▸ Exercise prompt:
The required output consists solely of the lines from the line containing "the side mirror" through the end of the records, copied exactly.

▸ Data under study:
◆ ◆ ◆
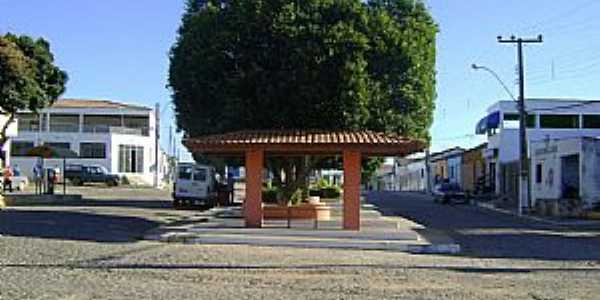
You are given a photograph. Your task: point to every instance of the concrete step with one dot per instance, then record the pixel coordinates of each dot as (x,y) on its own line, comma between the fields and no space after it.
(311,242)
(302,233)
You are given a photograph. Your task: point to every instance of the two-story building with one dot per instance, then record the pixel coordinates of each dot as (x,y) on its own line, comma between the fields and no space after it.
(121,137)
(546,119)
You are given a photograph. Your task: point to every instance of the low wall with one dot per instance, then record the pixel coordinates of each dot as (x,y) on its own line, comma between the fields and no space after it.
(319,212)
(32,200)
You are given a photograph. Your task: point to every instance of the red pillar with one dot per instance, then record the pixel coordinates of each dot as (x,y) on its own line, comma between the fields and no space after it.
(352,176)
(253,203)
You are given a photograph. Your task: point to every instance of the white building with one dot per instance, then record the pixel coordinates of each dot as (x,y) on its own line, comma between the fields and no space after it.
(455,168)
(566,169)
(547,118)
(120,137)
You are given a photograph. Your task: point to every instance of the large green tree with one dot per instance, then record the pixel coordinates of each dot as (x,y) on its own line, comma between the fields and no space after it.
(29,80)
(304,64)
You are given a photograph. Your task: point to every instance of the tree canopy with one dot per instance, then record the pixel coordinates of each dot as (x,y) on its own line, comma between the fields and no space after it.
(28,77)
(304,64)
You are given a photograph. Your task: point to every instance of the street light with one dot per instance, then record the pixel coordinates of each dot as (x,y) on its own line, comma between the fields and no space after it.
(476,67)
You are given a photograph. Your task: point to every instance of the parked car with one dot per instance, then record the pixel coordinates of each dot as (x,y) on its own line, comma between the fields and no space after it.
(448,193)
(80,175)
(195,185)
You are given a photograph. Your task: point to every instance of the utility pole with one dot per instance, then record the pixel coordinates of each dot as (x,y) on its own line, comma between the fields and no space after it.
(524,165)
(156,143)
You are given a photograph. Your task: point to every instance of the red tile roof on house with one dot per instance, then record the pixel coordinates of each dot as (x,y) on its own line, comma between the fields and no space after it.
(295,141)
(89,103)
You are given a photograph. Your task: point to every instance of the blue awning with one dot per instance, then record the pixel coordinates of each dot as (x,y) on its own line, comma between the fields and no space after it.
(491,121)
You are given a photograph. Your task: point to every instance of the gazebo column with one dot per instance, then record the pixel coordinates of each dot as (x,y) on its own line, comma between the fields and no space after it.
(253,203)
(352,175)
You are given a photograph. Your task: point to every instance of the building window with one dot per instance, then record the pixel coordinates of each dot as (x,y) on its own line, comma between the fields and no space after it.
(29,122)
(19,148)
(101,123)
(141,123)
(64,123)
(66,146)
(92,150)
(591,121)
(512,120)
(559,121)
(131,159)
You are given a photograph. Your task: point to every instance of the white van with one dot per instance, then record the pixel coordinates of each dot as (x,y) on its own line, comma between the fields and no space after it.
(194,185)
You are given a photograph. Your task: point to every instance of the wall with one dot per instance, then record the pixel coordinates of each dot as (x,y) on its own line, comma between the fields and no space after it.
(590,171)
(412,176)
(25,164)
(473,168)
(455,169)
(549,155)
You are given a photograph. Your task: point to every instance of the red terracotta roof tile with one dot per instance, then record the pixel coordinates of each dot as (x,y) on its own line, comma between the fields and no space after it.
(284,140)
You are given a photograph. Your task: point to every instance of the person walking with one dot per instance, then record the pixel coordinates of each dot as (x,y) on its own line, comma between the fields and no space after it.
(7,181)
(230,187)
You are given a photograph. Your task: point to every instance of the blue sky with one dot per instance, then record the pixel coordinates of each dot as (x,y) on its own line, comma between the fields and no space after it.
(118,50)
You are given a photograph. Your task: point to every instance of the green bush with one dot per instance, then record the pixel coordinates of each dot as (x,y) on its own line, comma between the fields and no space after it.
(297,197)
(330,192)
(270,195)
(315,192)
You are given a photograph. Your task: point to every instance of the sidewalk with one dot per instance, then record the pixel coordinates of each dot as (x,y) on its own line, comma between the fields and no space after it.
(225,226)
(562,222)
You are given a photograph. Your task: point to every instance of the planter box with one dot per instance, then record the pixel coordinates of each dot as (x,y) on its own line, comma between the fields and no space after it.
(303,211)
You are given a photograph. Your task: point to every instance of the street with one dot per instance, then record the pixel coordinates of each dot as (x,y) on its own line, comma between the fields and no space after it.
(489,234)
(92,250)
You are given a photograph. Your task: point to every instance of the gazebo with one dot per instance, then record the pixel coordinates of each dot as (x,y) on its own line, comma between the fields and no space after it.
(352,145)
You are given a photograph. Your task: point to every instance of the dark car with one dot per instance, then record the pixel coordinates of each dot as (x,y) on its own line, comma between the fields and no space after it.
(80,175)
(448,193)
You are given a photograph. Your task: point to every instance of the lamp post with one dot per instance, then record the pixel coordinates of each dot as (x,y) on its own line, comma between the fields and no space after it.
(478,67)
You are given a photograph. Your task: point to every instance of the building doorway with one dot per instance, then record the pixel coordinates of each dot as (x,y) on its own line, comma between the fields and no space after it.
(569,177)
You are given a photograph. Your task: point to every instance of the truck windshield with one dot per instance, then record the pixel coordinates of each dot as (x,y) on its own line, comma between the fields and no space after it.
(200,175)
(185,172)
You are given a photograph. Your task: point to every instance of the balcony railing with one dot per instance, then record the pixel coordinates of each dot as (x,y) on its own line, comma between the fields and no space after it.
(102,129)
(64,127)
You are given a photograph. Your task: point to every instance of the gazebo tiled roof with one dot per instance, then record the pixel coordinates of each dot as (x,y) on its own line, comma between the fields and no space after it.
(299,141)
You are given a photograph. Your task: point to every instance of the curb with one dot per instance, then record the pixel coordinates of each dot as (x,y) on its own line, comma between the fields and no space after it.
(187,238)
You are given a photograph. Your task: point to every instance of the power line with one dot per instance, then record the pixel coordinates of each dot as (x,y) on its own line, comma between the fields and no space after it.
(560,16)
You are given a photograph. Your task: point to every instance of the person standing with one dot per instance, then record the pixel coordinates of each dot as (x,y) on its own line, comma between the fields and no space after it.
(37,177)
(7,181)
(230,187)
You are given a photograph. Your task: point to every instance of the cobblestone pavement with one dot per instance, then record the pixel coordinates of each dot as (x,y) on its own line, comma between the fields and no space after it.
(35,265)
(485,233)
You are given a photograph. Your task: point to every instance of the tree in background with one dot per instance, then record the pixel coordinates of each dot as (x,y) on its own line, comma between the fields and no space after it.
(304,64)
(29,80)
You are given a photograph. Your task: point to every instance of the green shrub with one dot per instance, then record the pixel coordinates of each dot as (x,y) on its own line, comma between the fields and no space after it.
(330,192)
(315,192)
(270,195)
(297,197)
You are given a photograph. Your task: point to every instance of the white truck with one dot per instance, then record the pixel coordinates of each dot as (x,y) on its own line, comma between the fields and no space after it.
(195,185)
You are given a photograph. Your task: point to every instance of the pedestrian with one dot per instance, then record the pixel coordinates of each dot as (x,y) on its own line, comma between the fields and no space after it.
(37,177)
(230,187)
(16,171)
(7,181)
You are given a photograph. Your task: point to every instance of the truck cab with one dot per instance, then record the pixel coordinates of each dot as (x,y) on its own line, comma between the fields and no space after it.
(194,185)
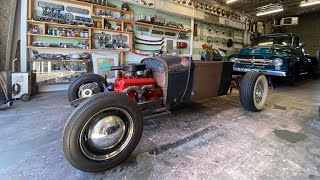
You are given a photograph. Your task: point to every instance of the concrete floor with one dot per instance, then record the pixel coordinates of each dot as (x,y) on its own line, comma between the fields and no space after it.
(211,139)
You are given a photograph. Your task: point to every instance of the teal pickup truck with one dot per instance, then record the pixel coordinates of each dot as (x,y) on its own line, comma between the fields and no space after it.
(279,55)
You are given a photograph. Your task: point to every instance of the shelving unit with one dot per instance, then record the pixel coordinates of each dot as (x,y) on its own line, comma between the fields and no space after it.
(57,48)
(92,7)
(111,19)
(64,37)
(59,71)
(161,27)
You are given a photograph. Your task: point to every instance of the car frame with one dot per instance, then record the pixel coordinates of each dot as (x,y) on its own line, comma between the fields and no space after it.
(106,126)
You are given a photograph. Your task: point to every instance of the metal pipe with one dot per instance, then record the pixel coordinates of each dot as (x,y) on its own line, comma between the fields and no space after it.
(6,105)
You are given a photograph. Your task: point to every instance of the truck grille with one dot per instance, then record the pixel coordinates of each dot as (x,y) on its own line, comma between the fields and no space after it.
(255,62)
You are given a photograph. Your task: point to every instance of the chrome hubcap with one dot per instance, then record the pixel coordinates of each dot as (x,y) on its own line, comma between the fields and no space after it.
(88,89)
(107,132)
(259,92)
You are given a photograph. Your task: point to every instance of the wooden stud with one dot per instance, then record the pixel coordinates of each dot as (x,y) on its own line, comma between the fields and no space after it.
(90,36)
(29,40)
(131,42)
(122,26)
(91,10)
(29,9)
(44,30)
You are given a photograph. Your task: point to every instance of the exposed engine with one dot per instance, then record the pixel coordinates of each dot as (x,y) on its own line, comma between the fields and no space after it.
(137,82)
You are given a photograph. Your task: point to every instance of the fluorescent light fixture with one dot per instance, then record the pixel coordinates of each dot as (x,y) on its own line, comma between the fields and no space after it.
(269,12)
(230,1)
(304,4)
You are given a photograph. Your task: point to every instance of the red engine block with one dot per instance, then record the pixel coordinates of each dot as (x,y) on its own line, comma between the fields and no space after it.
(138,87)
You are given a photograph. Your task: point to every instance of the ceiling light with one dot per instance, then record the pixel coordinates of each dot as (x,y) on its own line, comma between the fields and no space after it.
(269,12)
(230,1)
(304,4)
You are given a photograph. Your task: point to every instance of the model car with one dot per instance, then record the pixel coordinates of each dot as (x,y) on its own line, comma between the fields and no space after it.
(107,124)
(279,55)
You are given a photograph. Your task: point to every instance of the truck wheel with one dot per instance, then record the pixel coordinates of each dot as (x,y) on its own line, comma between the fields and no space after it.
(315,71)
(102,132)
(253,91)
(85,86)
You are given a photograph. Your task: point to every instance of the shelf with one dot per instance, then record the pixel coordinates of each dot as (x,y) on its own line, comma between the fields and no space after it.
(110,50)
(58,24)
(111,19)
(57,60)
(111,9)
(56,48)
(91,50)
(95,5)
(64,37)
(109,30)
(162,27)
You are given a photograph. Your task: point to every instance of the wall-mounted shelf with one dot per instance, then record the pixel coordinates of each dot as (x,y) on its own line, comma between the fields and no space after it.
(64,37)
(109,50)
(58,24)
(96,6)
(161,27)
(111,19)
(57,48)
(78,49)
(110,30)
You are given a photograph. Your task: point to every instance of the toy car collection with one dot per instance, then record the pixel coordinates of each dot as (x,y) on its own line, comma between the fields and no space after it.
(107,124)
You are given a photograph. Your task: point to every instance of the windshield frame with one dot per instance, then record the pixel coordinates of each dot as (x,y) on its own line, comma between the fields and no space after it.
(274,36)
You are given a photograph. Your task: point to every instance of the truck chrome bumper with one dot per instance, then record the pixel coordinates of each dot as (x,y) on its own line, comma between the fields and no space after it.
(266,72)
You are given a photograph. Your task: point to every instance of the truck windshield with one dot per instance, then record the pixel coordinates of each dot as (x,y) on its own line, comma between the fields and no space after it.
(272,41)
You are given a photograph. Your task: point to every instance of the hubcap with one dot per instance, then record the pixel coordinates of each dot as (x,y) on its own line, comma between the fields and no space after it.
(107,132)
(88,89)
(259,92)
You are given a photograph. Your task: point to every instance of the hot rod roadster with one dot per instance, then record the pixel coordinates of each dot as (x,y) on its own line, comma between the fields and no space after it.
(107,124)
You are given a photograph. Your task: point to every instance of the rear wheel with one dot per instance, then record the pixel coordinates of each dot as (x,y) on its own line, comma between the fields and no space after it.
(315,71)
(85,86)
(102,132)
(253,91)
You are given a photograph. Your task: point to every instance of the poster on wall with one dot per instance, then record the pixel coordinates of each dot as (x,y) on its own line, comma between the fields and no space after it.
(102,64)
(149,3)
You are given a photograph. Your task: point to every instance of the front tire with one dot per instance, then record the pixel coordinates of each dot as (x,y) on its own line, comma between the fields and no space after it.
(102,132)
(253,91)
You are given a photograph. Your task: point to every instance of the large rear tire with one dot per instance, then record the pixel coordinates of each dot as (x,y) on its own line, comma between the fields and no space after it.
(85,86)
(253,91)
(102,132)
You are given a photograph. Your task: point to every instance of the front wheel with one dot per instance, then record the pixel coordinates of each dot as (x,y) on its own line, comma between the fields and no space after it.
(102,132)
(253,91)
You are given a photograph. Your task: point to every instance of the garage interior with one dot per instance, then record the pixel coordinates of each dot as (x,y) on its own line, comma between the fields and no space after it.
(46,45)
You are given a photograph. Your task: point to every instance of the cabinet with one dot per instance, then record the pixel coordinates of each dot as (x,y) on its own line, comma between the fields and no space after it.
(61,37)
(51,72)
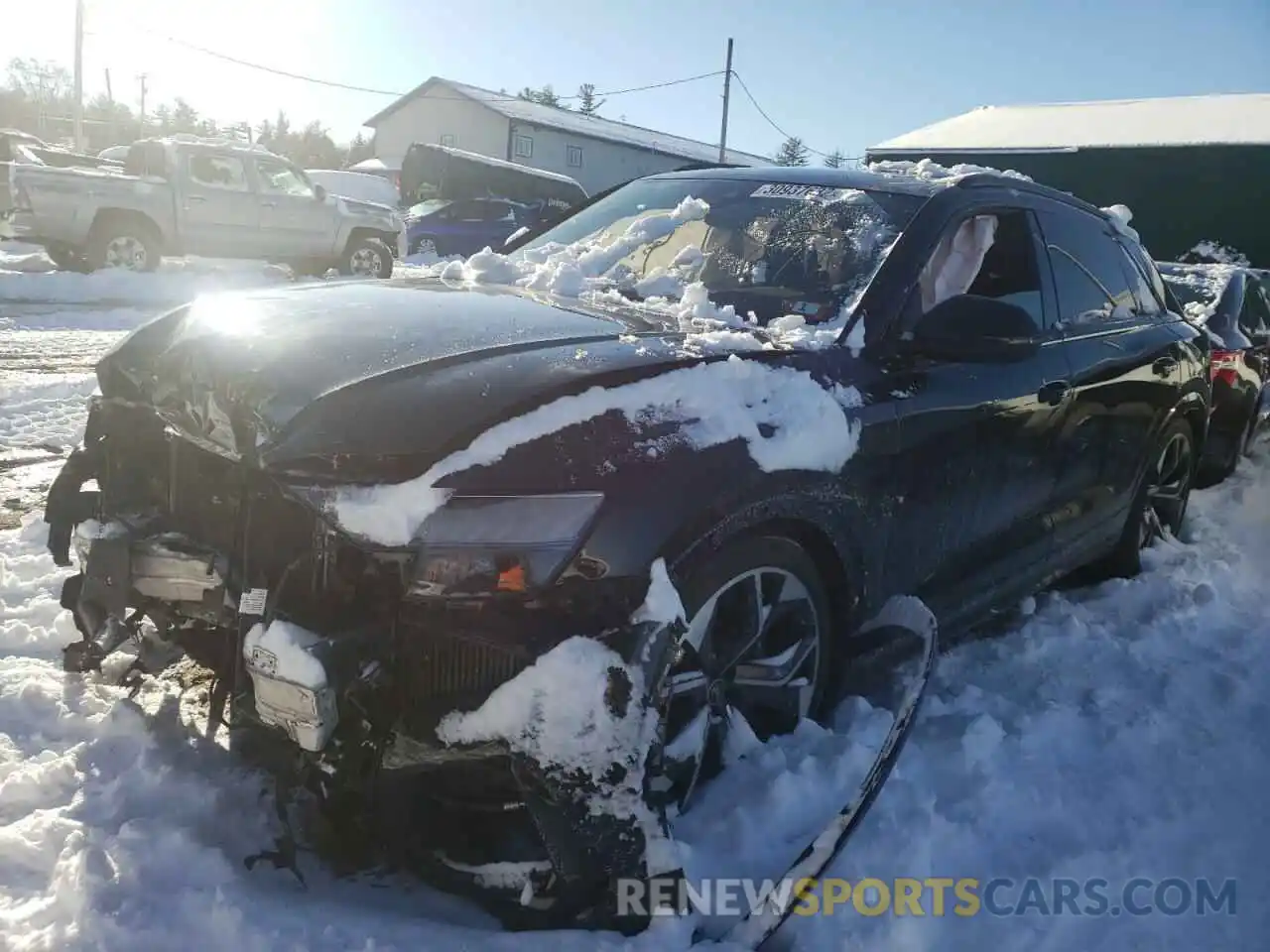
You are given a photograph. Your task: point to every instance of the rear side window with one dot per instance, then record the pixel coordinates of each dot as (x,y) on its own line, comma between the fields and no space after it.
(1089,268)
(1143,294)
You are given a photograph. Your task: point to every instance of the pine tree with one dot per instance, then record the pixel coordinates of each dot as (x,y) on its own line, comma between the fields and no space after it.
(792,153)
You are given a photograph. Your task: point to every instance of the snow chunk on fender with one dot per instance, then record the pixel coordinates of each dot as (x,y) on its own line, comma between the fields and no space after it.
(662,604)
(786,419)
(578,707)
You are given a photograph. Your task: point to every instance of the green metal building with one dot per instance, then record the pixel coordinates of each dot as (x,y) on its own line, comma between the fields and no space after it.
(1192,169)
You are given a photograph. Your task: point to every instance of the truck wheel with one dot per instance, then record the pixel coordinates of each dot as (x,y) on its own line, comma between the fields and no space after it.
(122,244)
(66,258)
(367,258)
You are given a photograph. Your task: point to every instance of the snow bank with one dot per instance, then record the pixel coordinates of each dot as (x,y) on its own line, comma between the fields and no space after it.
(662,603)
(786,419)
(930,171)
(176,282)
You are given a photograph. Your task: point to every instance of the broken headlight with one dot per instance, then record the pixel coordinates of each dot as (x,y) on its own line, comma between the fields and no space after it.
(483,544)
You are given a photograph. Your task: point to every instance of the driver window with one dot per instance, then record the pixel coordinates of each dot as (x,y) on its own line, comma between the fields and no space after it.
(281,179)
(987,255)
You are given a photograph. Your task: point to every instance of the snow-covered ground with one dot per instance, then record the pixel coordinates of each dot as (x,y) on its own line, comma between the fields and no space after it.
(1116,734)
(27,276)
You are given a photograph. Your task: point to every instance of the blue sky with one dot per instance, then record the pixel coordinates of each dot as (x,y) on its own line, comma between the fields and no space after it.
(841,75)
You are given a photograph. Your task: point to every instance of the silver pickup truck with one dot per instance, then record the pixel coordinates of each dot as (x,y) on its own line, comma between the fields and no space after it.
(213,199)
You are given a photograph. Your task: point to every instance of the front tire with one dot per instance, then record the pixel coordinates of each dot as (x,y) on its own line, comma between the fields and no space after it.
(122,244)
(756,658)
(367,258)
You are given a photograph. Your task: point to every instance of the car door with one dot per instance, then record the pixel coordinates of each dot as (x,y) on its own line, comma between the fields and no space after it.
(294,221)
(978,439)
(1125,372)
(218,211)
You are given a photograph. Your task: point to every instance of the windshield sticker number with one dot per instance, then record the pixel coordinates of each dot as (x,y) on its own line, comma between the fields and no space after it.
(801,193)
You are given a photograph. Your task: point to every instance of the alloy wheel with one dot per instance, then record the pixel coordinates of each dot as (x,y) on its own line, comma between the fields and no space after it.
(366,262)
(126,252)
(747,667)
(1167,490)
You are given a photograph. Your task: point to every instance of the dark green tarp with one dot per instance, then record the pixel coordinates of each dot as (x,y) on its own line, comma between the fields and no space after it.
(1179,194)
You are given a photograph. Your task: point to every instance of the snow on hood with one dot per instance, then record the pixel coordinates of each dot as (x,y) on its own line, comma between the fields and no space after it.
(808,428)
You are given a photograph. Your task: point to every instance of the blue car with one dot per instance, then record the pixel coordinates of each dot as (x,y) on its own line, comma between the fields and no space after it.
(465,226)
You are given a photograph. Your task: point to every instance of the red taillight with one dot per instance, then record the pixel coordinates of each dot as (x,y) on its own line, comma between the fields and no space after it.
(1224,366)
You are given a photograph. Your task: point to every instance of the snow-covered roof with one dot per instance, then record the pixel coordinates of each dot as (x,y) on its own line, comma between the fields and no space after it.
(512,167)
(576,123)
(1241,118)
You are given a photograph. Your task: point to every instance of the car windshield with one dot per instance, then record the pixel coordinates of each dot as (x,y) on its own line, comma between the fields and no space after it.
(767,248)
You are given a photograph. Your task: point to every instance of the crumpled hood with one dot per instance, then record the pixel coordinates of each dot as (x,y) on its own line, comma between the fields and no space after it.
(363,367)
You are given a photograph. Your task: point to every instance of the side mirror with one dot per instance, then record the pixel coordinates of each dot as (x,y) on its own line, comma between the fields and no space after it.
(973,329)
◆ ◆ ◆
▸ Written answer:
You are given a photograph. Your task: point to every instance of the side mirror with one dot per instance, then record the pixel coordinates of each dot as (x,y) on its own line, comma between the fields and no space after it.
(973,329)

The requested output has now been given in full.